■ GIVEN TEXT:

▬▬▬

# Carolina boots



## drsparky (Nov 13, 2008)

I love my Carolinas, very comfortable.


----------



## Frasbee (Apr 7, 2008)

How do you guys like those work boots?

So far I've avoided wearing "construction" boots and opted for military spec'ed boots for their low break in time, light weightedness, flexibility and breathability.


----------



## SparkYZ (Jan 20, 2010)

I wear Red Wings. American made ones. They have quite a bit made in China, only the US made boots are re-soleable. Nothing I've worn comes close for comfort, except Oakleys military boots


----------



## DIRT27 (Aug 25, 2010)

mattsilkwood said:


> When did Carolina start making boots in china? That was one of their big selling points, made in America by American workers.
> The problem is, people buy this stuff. If we all stuck together and refused to buy this Chinese sh!t they would stop making it. But that will never happen.
> 
> I looked at both pairs side by side, the Chinese pair had stiffer leather and looked like it wasn't as good grained. I'm obviously biased so maybe I saw what I wanted to see, I don't know.
> ...


I wear Danners and they are doing the same thing. I got some new ones last year and the salesman was telling me how great and tough the china one was. He never mentioned that it was made in china, I told him I didn't like that boot and bought the American boot. The china boot was similar and about $80 cheaper. It is disappointing to see some of these companies that have always had quality American made products even offering a foreign option.


----------



## MarcDuke (Dec 22, 2010)

▬▬▬

■ SOURCE MATERIAL:
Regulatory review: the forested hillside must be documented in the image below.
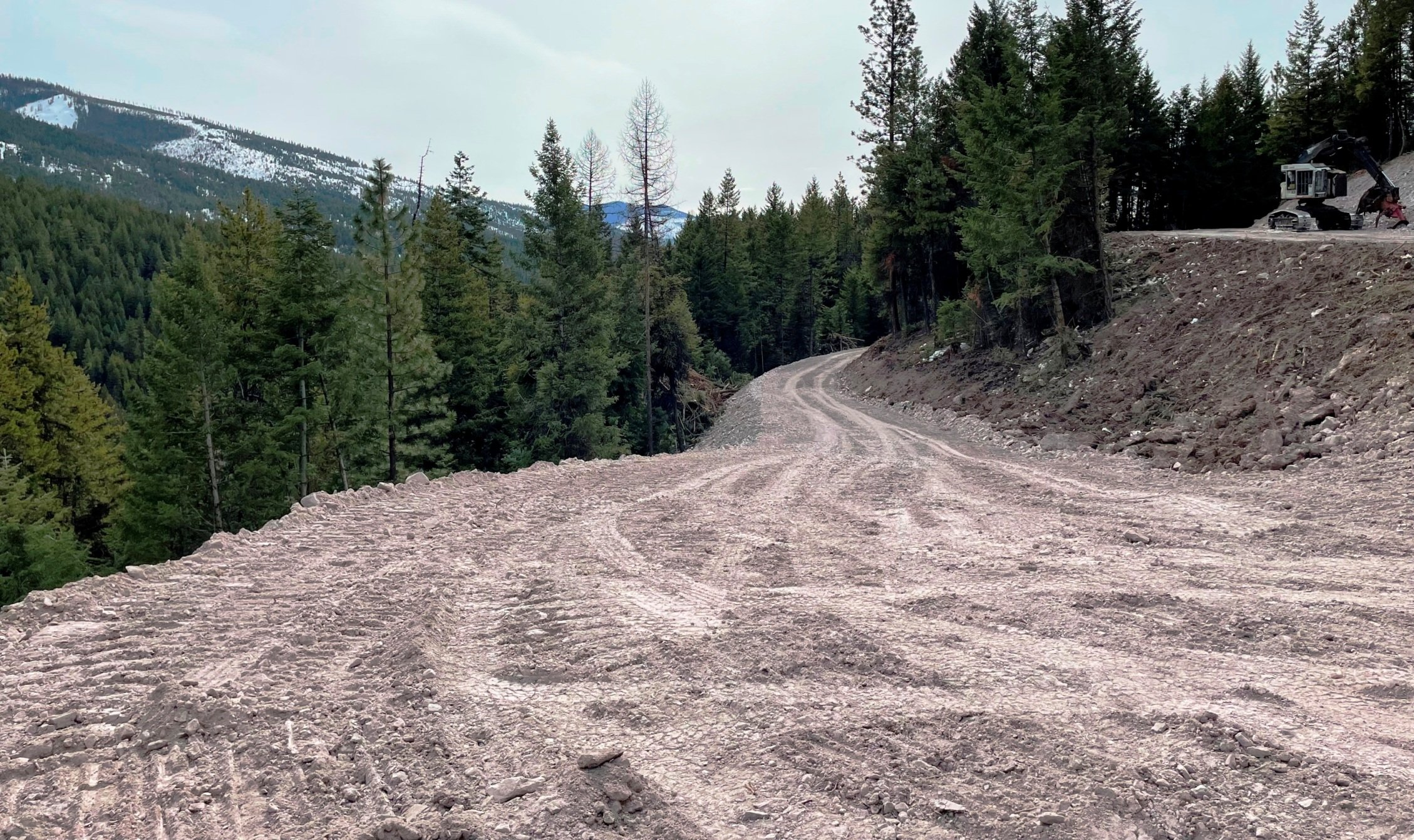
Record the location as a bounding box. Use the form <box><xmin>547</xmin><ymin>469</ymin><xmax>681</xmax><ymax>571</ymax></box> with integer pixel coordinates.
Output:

▬▬▬

■ TO-DO LIST:
a. List every boot brand named in the Carolina boots thread.
b. In the Carolina boots thread, how much cheaper than the American boot was the China-made Danner boot?
c. Please extract the passage from the Carolina boots thread starting with "## DIRT27 (Aug" and going on through "by American workers.".
None of the lines are needed here.

■ ANSWERS TO THE TASKS:
a. Carolina, Red Wings, Oakleys, Danners

b. About $80 cheaper.

c.
## DIRT27 (Aug 25, 2010)

mattsilkwood said:


> When did Carolina start making boots in china? That was one of their big selling points, made in America by American workers.